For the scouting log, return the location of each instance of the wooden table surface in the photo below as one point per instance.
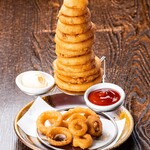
(27, 29)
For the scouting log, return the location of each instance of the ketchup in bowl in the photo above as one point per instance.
(104, 97)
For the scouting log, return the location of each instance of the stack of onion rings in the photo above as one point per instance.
(72, 12)
(48, 115)
(75, 68)
(75, 38)
(76, 4)
(77, 126)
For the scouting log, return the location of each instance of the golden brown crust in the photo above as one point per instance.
(77, 68)
(72, 12)
(76, 4)
(78, 80)
(75, 87)
(76, 37)
(76, 60)
(85, 45)
(70, 53)
(75, 20)
(73, 29)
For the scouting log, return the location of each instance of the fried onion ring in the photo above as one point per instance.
(94, 125)
(83, 142)
(84, 45)
(76, 116)
(78, 80)
(75, 87)
(48, 115)
(80, 110)
(70, 53)
(76, 4)
(80, 60)
(75, 38)
(74, 29)
(75, 20)
(77, 68)
(78, 127)
(72, 12)
(53, 134)
(78, 74)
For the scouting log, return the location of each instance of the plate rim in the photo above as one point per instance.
(28, 105)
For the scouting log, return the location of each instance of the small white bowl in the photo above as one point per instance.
(98, 108)
(35, 91)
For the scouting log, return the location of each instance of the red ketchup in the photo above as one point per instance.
(104, 97)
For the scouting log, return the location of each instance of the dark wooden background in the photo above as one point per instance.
(27, 29)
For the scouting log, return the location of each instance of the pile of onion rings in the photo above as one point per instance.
(76, 67)
(77, 126)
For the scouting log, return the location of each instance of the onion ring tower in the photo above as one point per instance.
(74, 40)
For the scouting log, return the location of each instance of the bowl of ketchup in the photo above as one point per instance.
(104, 97)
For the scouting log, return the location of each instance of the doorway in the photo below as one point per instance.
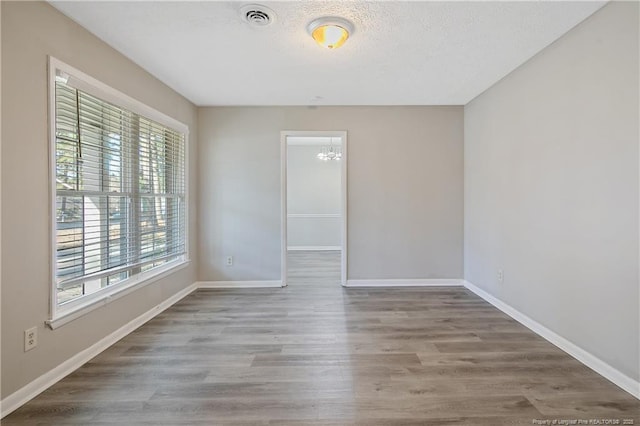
(314, 206)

================

▸ Task prompt:
Transcribe all of the lines above word for word, omitting the pictures.

▸ Correct response:
For the scouting log, return the location of each instance of the wooden table surface in the photo below as one point per instance.
(27, 29)
For the scouting log, return the location of each instance of the ketchup in bowl in the photo above as one point per instance.
(104, 97)
For the scouting log, return the location of each instance of the stack of onion rings in the photo above as one point per instance.
(72, 12)
(48, 115)
(75, 68)
(75, 38)
(76, 4)
(77, 126)
For the scouting log, return the location of each instance of the golden brown crust in the photo above as one point per instance.
(77, 68)
(72, 12)
(76, 4)
(78, 80)
(75, 87)
(76, 37)
(76, 60)
(85, 45)
(70, 53)
(75, 20)
(73, 29)
For the scouting log, return the location of each instance of the fried onion ring in the photo above as one point per instance.
(94, 125)
(83, 142)
(84, 45)
(76, 116)
(78, 80)
(75, 87)
(48, 115)
(80, 110)
(70, 53)
(76, 4)
(80, 60)
(75, 38)
(74, 29)
(75, 20)
(77, 68)
(78, 127)
(72, 12)
(53, 134)
(78, 74)
For the scouting log, return the location of each instance of the plate rim in the photo above as one point per instance.
(28, 105)
For the scouting log, return the location of each instance of the small white bowl in the photo above as one point per instance.
(98, 108)
(35, 91)
For the scouting log, return the location of each instance of the red ketchup in the photo above as one point per instance.
(104, 97)
For the scouting log, return the location of each instance of the dark wooden background in the photo above as one point per instance.
(27, 29)
For the scouting log, return the location of each instance of the pile of onion rings in the photo above as one point per instance.
(76, 67)
(77, 126)
For the scouting log, return the location of each instance of the onion ring tower in the photo above as one point per instance.
(74, 40)
For the scouting log, return the location of each instance of the bowl of ketchup in the photo above as one point per instance.
(104, 97)
For the scouting log, return the location of each instance of the doorway in the photo below as one point per instance.
(314, 206)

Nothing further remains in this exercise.